> **REQUIREMENT**: Write out exactly the lines from the first line of the records below through the line that contains "box: [138, 321, 167, 357]", and stop there.

> **SUPPLIED INFORMATION**:
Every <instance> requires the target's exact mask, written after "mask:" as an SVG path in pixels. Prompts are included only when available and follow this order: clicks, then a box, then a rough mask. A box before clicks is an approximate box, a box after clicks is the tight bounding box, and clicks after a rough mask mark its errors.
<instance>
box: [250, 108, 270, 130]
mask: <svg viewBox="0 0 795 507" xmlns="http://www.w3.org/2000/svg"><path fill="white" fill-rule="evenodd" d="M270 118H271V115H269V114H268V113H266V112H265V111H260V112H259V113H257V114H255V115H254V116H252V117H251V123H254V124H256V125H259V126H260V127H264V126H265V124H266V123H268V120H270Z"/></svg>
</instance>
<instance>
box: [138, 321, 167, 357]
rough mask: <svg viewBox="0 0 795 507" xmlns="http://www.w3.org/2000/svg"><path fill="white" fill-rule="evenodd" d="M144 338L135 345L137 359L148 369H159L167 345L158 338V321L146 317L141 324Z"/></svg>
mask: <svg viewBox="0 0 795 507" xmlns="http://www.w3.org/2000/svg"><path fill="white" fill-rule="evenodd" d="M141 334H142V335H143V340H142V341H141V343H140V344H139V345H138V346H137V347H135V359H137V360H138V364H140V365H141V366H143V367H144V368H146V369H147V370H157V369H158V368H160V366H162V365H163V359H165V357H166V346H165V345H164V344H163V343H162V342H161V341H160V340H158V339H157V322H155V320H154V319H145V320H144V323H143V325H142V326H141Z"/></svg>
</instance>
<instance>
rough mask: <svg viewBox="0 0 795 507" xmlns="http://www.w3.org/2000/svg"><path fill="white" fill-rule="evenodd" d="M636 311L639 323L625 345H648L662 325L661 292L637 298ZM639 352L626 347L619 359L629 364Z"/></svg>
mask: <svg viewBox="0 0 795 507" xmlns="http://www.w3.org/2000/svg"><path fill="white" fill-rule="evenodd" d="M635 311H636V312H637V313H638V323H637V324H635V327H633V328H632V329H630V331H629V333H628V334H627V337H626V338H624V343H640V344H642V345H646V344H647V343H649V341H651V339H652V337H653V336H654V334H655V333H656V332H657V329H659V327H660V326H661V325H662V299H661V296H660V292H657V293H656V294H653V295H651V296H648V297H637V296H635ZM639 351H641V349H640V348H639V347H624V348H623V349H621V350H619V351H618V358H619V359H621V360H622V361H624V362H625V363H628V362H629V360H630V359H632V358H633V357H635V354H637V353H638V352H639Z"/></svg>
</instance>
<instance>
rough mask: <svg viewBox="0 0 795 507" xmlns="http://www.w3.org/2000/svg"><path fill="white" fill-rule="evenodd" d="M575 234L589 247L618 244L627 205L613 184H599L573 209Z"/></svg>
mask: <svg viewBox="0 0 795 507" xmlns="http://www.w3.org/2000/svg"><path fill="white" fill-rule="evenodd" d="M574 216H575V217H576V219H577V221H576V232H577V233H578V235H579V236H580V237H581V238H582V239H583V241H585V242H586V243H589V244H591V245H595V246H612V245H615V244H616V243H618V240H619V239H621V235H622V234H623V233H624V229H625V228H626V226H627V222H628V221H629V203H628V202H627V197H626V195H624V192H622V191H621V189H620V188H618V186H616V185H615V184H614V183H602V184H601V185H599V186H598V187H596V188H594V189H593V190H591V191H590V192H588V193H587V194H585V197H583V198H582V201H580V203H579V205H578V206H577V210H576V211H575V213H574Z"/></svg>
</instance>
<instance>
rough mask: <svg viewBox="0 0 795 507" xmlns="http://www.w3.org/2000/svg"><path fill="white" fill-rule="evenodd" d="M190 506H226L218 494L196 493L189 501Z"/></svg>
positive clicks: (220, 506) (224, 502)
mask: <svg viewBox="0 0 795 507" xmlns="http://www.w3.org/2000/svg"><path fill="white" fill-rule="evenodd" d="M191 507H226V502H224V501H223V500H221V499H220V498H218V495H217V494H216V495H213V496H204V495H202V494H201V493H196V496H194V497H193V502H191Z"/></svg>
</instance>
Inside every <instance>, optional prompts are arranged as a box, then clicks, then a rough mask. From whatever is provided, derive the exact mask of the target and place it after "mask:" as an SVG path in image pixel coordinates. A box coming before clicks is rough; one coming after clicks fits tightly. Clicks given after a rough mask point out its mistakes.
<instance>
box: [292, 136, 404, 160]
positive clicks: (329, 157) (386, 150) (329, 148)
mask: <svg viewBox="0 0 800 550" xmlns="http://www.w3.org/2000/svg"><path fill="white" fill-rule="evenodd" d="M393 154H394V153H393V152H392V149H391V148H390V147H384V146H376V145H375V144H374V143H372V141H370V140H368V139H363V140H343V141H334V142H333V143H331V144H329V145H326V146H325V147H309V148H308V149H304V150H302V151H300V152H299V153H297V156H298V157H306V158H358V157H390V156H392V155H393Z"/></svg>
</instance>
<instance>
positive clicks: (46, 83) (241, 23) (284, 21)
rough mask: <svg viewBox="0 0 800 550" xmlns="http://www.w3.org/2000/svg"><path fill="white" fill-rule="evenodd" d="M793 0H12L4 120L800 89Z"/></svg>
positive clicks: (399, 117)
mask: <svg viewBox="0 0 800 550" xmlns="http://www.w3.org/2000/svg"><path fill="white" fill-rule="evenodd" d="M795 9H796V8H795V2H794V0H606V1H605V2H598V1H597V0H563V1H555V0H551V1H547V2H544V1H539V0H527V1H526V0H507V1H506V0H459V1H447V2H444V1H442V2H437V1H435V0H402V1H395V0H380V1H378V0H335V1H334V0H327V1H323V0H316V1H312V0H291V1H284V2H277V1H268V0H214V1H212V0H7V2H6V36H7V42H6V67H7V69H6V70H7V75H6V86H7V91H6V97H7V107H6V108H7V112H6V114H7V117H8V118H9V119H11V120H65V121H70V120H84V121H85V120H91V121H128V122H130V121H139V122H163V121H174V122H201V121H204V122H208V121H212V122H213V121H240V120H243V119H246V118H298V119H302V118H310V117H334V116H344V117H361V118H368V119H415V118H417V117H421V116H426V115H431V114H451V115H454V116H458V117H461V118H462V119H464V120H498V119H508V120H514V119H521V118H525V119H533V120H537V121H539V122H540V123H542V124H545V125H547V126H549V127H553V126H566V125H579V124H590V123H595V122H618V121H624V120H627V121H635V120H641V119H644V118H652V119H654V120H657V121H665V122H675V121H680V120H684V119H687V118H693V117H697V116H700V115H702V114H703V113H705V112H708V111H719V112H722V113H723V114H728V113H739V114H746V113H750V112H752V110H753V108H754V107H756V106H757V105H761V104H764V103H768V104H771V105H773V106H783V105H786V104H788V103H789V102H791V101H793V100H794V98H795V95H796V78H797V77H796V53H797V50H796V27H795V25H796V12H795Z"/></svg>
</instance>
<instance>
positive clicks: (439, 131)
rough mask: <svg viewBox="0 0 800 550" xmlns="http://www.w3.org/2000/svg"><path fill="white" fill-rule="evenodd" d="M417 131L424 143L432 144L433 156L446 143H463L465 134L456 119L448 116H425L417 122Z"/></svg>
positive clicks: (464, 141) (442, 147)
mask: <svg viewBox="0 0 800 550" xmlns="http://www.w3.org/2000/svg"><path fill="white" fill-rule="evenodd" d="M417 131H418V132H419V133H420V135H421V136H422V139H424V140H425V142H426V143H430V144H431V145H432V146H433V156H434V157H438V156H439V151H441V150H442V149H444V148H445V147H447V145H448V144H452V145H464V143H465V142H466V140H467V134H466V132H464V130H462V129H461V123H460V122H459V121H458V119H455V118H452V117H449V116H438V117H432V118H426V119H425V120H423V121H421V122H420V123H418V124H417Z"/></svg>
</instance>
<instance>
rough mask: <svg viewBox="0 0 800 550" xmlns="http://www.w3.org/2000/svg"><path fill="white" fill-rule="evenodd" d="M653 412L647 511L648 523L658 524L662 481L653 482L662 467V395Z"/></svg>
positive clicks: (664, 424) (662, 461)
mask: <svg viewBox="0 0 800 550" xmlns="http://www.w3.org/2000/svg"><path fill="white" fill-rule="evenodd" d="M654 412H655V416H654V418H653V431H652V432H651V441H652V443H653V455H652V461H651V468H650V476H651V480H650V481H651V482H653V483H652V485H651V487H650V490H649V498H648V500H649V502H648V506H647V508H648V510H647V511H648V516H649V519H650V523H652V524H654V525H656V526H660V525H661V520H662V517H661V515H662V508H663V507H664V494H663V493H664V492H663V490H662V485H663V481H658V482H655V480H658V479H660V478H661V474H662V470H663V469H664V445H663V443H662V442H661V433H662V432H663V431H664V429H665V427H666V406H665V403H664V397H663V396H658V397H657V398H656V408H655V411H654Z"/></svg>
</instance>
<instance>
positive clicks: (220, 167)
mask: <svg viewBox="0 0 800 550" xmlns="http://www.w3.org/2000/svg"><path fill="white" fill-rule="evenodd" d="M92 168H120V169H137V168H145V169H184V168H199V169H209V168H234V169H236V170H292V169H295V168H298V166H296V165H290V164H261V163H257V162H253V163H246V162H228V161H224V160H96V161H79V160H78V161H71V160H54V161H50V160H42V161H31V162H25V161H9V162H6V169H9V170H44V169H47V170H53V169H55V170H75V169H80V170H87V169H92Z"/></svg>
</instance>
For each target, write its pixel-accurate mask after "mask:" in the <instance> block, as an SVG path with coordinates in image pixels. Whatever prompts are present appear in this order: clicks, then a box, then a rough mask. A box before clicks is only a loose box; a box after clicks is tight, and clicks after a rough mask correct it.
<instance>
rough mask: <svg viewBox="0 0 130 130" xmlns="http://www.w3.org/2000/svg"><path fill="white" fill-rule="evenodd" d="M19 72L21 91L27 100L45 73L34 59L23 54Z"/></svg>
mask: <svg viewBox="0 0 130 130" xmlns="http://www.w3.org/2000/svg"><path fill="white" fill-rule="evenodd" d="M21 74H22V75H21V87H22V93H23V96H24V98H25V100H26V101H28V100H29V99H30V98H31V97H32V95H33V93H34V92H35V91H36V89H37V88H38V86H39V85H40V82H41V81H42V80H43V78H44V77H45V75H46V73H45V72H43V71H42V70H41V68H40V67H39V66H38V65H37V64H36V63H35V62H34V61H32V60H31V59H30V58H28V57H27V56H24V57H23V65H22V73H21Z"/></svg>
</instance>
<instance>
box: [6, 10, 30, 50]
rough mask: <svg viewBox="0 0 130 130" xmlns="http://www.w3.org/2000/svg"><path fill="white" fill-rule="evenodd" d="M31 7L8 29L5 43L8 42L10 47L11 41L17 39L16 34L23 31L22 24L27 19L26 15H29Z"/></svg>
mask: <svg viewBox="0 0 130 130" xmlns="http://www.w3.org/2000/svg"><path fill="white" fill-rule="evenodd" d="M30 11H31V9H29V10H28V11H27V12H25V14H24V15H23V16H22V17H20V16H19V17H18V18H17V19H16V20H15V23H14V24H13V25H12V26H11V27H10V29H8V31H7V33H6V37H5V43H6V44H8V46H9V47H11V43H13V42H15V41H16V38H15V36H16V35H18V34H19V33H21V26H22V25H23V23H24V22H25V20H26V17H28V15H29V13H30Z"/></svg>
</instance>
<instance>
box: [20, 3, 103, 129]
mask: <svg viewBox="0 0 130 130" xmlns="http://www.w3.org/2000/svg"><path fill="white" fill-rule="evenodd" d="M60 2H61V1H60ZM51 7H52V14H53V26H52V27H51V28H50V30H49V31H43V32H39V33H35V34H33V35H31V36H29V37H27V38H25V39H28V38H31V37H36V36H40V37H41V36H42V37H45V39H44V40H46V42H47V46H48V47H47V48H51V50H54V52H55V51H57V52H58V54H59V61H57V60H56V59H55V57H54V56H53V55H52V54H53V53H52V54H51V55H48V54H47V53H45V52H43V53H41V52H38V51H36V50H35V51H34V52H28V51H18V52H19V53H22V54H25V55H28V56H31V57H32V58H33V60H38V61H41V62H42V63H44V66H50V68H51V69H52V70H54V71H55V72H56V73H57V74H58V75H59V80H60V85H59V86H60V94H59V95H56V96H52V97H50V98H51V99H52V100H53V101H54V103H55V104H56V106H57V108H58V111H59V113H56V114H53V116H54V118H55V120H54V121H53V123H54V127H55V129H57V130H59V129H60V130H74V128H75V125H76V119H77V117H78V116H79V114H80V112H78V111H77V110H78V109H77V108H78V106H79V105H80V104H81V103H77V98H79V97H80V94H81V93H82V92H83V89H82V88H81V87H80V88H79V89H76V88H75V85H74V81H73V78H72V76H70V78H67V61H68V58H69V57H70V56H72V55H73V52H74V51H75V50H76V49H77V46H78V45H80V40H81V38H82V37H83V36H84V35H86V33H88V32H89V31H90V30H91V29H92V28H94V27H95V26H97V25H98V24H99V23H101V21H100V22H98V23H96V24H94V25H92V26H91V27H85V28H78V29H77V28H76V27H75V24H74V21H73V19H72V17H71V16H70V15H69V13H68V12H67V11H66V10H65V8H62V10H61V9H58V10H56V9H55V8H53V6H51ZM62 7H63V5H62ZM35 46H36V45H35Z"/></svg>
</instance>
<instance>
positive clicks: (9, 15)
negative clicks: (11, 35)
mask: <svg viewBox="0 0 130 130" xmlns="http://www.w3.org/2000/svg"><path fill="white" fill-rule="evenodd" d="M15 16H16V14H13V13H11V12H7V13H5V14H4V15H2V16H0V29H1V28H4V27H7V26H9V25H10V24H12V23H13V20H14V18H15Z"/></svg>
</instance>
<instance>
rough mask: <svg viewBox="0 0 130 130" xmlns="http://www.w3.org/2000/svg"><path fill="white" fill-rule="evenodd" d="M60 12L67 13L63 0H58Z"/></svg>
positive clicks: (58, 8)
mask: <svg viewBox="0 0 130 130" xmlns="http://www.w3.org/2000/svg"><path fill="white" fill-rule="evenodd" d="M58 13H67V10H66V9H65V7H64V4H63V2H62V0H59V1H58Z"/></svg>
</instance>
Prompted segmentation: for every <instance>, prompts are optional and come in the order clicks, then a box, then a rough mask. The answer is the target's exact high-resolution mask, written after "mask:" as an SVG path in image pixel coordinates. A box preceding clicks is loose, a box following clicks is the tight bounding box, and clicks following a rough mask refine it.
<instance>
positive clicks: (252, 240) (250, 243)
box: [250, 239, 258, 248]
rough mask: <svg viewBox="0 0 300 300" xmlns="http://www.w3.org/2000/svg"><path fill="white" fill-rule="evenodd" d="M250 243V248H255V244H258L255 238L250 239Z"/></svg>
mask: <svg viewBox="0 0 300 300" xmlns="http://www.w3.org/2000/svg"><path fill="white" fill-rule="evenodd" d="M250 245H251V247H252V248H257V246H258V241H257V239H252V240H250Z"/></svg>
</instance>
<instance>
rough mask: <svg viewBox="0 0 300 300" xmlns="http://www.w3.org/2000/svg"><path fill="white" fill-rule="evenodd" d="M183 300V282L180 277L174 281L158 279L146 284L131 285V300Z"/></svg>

> **ANSWER TO THIS PROBLEM**:
Every <instance> requires the target's exact mask, written after "mask:" as an SVG path in pixels. Prompts are included only when available and follow this order: clicks, then a box, then a rough mask. A box before clicks is an approximate box, a box after clicks is the tight bounding box, and clicks after a rough mask mark its errors.
<instance>
box: [250, 108, 270, 130]
mask: <svg viewBox="0 0 795 507" xmlns="http://www.w3.org/2000/svg"><path fill="white" fill-rule="evenodd" d="M270 118H271V115H269V114H268V113H266V112H265V111H260V112H259V113H257V114H255V115H254V116H252V117H251V123H254V124H256V125H259V126H260V127H264V126H265V124H266V123H268V120H270Z"/></svg>
</instance>
<instance>
box: [138, 321, 167, 357]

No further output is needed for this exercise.